═════ Dataset entries ═════

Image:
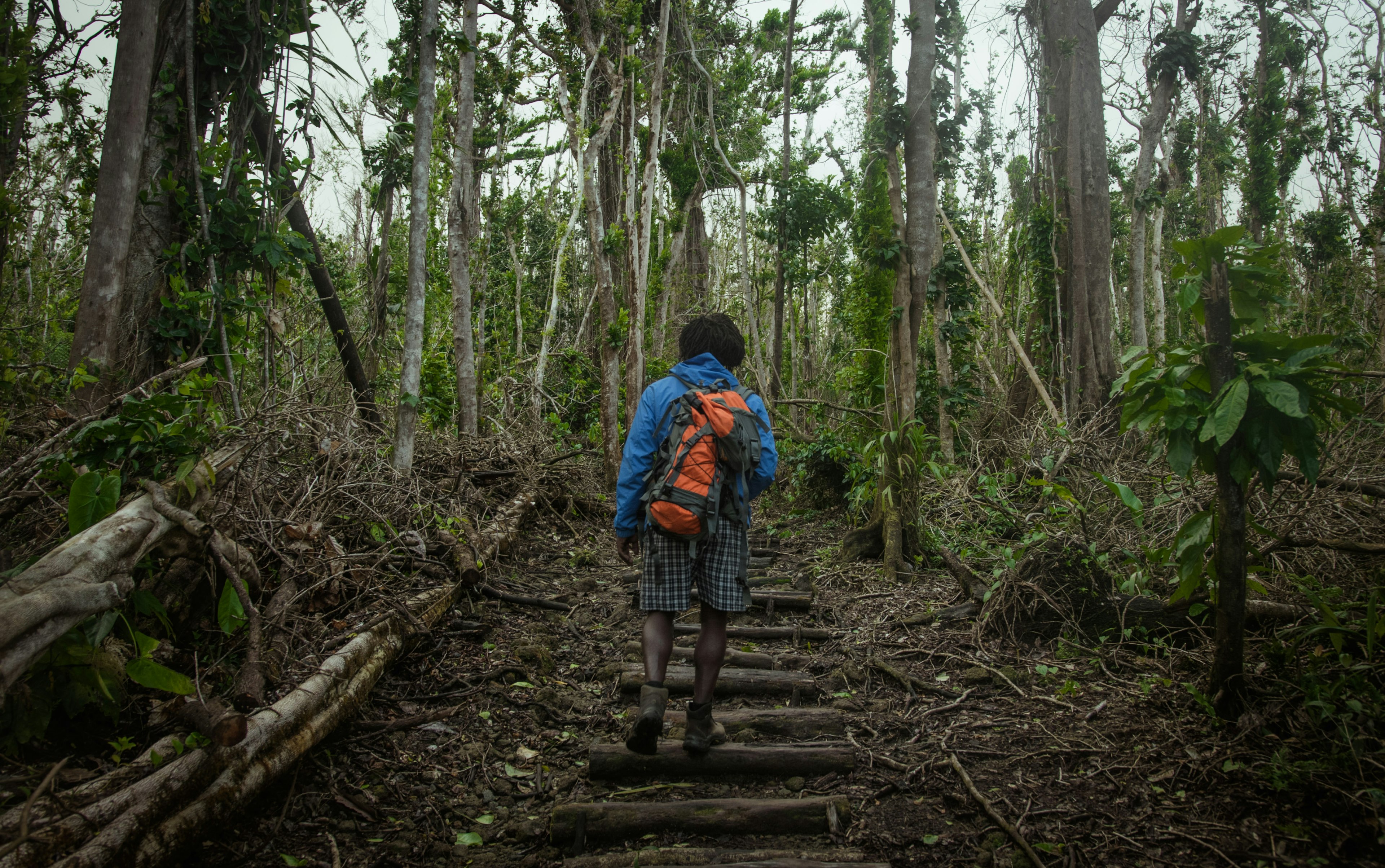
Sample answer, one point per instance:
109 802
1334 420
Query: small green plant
120 747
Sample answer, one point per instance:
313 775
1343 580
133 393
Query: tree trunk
462 229
355 371
920 147
635 361
552 322
380 286
97 335
778 361
1228 665
410 378
1080 161
1151 132
600 262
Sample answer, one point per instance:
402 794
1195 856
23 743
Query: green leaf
92 499
1283 396
1128 498
230 615
145 646
1180 452
149 673
1230 410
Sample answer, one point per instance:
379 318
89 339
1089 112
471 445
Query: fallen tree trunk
87 575
674 763
150 815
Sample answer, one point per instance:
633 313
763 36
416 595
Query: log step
711 817
732 682
718 856
783 762
808 635
784 723
784 602
801 863
740 660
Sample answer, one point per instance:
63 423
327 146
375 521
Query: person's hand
628 547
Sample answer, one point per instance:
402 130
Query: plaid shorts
719 569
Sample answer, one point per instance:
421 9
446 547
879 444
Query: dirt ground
1099 756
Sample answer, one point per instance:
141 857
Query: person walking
700 449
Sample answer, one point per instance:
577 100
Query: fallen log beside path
150 815
89 574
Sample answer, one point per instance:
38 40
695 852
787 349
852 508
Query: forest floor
1098 754
1104 759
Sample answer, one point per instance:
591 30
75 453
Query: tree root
991 810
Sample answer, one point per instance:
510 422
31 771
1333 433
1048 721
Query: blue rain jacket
651 427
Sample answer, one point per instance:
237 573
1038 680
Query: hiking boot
703 731
649 726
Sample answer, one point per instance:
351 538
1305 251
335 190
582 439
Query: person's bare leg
708 655
658 644
654 697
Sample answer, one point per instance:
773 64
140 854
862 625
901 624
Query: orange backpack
715 439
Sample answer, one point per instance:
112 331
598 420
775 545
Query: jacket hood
703 370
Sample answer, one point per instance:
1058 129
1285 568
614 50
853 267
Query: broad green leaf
145 646
1180 452
149 673
1230 410
230 614
92 499
1283 396
1128 498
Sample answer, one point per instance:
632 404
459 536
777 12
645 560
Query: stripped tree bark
462 229
1151 132
410 376
97 334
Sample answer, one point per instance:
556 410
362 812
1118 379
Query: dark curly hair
717 334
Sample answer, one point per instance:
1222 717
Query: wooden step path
732 682
809 755
800 724
604 821
674 763
770 602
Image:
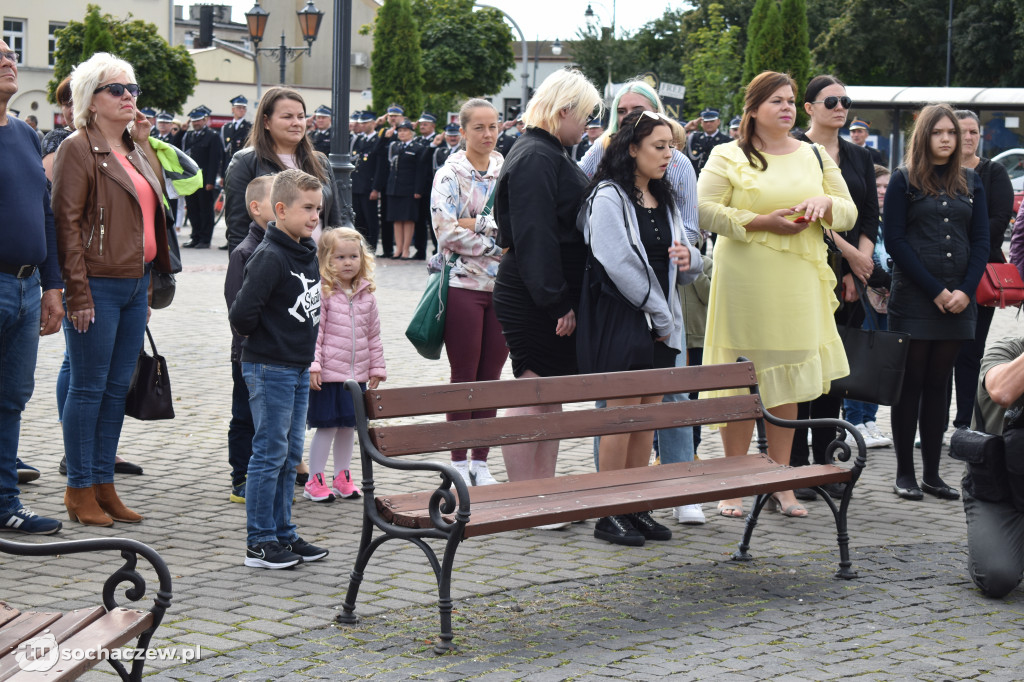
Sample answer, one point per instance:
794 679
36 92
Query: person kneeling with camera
993 479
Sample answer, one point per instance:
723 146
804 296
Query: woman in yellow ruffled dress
767 196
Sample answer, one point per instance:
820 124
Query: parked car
1013 161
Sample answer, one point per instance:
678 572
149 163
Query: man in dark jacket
241 428
366 200
28 266
206 148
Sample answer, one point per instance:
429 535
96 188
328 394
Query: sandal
731 511
793 511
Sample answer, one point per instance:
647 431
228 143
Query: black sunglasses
118 89
830 101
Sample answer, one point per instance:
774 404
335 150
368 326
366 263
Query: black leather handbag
877 358
150 390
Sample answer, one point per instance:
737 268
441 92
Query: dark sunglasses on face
830 102
118 89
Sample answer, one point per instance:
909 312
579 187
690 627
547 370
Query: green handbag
426 330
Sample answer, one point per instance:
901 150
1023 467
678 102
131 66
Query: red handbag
1000 286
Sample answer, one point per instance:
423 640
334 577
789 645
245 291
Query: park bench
51 645
453 513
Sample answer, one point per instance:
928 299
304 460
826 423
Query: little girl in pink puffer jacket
348 346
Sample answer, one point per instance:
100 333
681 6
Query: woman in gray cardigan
635 232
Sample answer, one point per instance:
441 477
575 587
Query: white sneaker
880 438
689 515
480 474
463 469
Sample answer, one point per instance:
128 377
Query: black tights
924 395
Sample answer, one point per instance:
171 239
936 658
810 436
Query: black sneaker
648 527
26 520
617 530
305 550
270 555
25 472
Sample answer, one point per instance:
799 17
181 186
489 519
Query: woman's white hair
86 77
565 89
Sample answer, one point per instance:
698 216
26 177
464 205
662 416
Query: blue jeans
857 412
278 396
102 360
19 308
240 429
673 444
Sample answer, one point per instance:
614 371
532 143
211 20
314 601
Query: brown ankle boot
82 507
109 501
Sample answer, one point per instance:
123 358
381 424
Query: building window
13 35
51 42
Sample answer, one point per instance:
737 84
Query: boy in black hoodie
278 312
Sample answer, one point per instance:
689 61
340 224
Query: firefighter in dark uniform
321 136
366 201
151 116
385 135
428 141
700 143
236 133
205 147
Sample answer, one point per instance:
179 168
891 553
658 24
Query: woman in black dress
937 233
538 286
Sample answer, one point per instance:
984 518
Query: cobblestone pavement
538 605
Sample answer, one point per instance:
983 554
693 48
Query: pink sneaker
316 489
344 486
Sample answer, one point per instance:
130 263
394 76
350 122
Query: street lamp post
525 55
340 85
309 20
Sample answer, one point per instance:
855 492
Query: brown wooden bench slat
530 510
439 436
7 613
24 627
581 388
69 624
113 630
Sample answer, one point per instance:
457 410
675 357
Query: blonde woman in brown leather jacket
111 232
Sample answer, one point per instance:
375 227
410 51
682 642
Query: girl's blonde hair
565 89
329 279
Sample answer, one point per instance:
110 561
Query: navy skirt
331 407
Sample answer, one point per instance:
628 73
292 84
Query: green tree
166 75
466 53
96 37
396 64
712 72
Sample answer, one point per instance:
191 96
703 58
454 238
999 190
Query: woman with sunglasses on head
537 289
999 198
936 220
635 233
769 196
673 444
111 233
827 105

═════

* _Work required_
A faithful copy of every record is required, with no pictures included.

* _Written reply_
Image:
Sample answer, one point per instance:
109 802
1334 420
Query: small green plant
120 747
Sample answer, one point per instance:
313 775
1343 580
133 393
Query: tree trunk
462 229
355 371
920 147
635 361
552 322
380 286
97 335
778 361
1228 665
410 378
1080 161
1151 132
600 262
Sample answer, one point per instance:
402 794
1195 856
23 743
Query: green leaf
92 499
1283 396
1128 498
230 615
145 646
1180 452
149 673
1230 410
Sample answer, one point per instance:
379 318
89 339
1089 112
471 445
Query: fallen tree trunk
87 575
674 763
150 815
Sample answer, one point per instance:
633 313
763 36
416 595
Query: log step
711 817
732 682
718 856
783 762
808 635
784 723
784 602
801 863
740 660
Sample answer, one point per instance:
63 423
327 146
375 521
Query: person's hand
628 547
Sample answer, one point per instance:
402 130
Query: plaid shorts
719 569
Sample answer, one point per instance:
421 9
446 547
879 444
Query: dirt ground
1099 756
Sample answer, one point per instance:
141 857
Query: person walking
700 449
Sample answer, one point per instance:
577 100
Query: fallen log beside path
150 815
89 574
Sample answer, one point per instance:
38 40
695 852
787 349
852 508
Query: forest floor
1098 754
1104 759
Sample answer, one point per instance:
591 30
75 453
Query: tree root
991 810
Sample answer, one point per instance:
510 422
31 771
1333 433
1048 721
Query: blue rain jacket
651 427
Sample answer, one point per instance:
237 573
1038 680
Query: hiking boot
703 731
649 726
Sample answer, one point per instance:
351 538
1305 251
335 190
582 439
Query: person's bare leg
708 655
658 644
654 697
Sample answer, one point per instance:
773 64
140 854
862 625
901 624
Query: orange backpack
715 439
Sample answer, one point per instance:
112 331
598 420
775 545
Query: jacket hood
703 370
Sample answer, one point per instance:
1058 129
1285 568
614 50
853 267
Query: broad green leaf
145 646
1180 452
149 673
1230 410
230 614
92 499
1283 396
1128 498
Sample answer, one point per instance:
632 404
459 536
777 12
645 560
Query: stripped tree bark
462 229
1151 132
410 376
97 334
Sample answer, one point per instance:
556 410
362 812
1118 379
Query: dark curly hair
717 334
Sample answer, one point per instance:
1222 717
Query: wooden step path
732 682
809 755
800 724
604 821
674 763
770 602
Image:
Sample answer, one point per instance:
794 679
36 92
Query: person kneeling with camera
993 479
Sample answer, one point per instance:
723 146
804 296
Query: woman in yellow ruffled dress
767 196
Sample answer, one point per instance:
820 124
Query: parked car
1013 161
Sample answer, one point per instance:
678 572
149 163
Query: man in dark jacket
241 428
366 200
28 266
206 148
Sample answer, one point per instance:
429 535
96 188
328 394
Query: sandal
731 511
793 511
Sample answer, one point per instance:
647 431
228 143
Query: black sunglasses
118 89
830 101
Sample answer, one point per instance:
774 404
335 150
368 326
366 263
Query: black leather handbag
877 358
150 390
Sample answer, one point per instance:
737 268
441 92
Query: dark sunglasses on face
830 102
118 89
Sample answer, one point per instance:
909 312
579 187
690 627
547 370
Query: green handbag
426 330
Sample answer, one point per instance:
901 150
1023 467
678 102
131 66
Query: red handbag
1000 286
Sample answer, one point per instance:
423 640
334 577
789 645
245 291
Query: park bench
51 645
453 513
Sample answer, one point per instance:
928 299
304 460
826 423
Query: little girl in pink puffer jacket
348 346
Sample answer, one point per instance:
100 333
681 6
Query: woman in gray cardigan
635 232
Sample answer, one point per instance:
441 477
575 587
Query: white sneaker
880 438
689 515
480 474
463 469
Sample answer, one point per instance:
128 377
Query: black tights
924 395
Sample answer, one point per instance:
171 239
936 658
810 436
Query: black sneaker
648 527
26 520
617 530
305 550
270 555
25 472
Sample answer, one point per instance:
799 17
181 186
489 519
Query: woman's white hair
86 77
565 89
Sample answer, one point per instance:
698 216
26 177
464 205
662 416
Query: blue jeans
857 412
278 396
102 360
19 308
240 429
673 444
Sample answer, one point per instance:
614 371
532 143
211 20
314 601
Query: brown ankle boot
82 507
109 501
Sample answer, one point per instance:
123 358
381 424
Query: building window
13 35
51 42
Sample answer, one point per instance:
737 84
Query: boy in black hoodie
278 312
Sample answer, one point per instance:
689 61
340 224
Query: firefighter in dark uniform
321 136
366 201
151 116
385 135
428 141
700 143
236 133
205 147
Sample answer, one point per instance:
179 168
891 553
658 24
Query: woman in black dress
937 233
538 286
Sample answer, one point per instance:
984 518
Query: cobblestone pavement
538 605
Sample answer, one point per instance:
983 554
693 48
Query: pink sneaker
316 489
344 486
Sample answer, one point per instance:
130 263
394 76
350 122
Query: street lamp post
525 55
340 85
309 20
Sample answer, one point per instance:
855 492
Query: brown wooden bench slat
530 510
439 436
7 613
24 627
581 388
69 624
113 630
Sample answer, one point per instance:
457 410
675 357
Query: blonde woman in brown leather jacket
111 232
Sample answer, one point per instance:
375 227
410 51
682 642
Query: girl's blonde hair
565 89
329 279
Sample answer, one point per instance:
110 561
Query: navy skirt
331 407
Sample answer, one point per instance:
628 73
292 84
Query: green tree
166 75
466 53
96 37
396 64
712 72
Sample answer, one point per instance:
191 96
703 58
454 238
999 190
Query: woman with sunglasses on head
537 289
999 198
936 220
635 233
769 196
673 444
111 233
827 105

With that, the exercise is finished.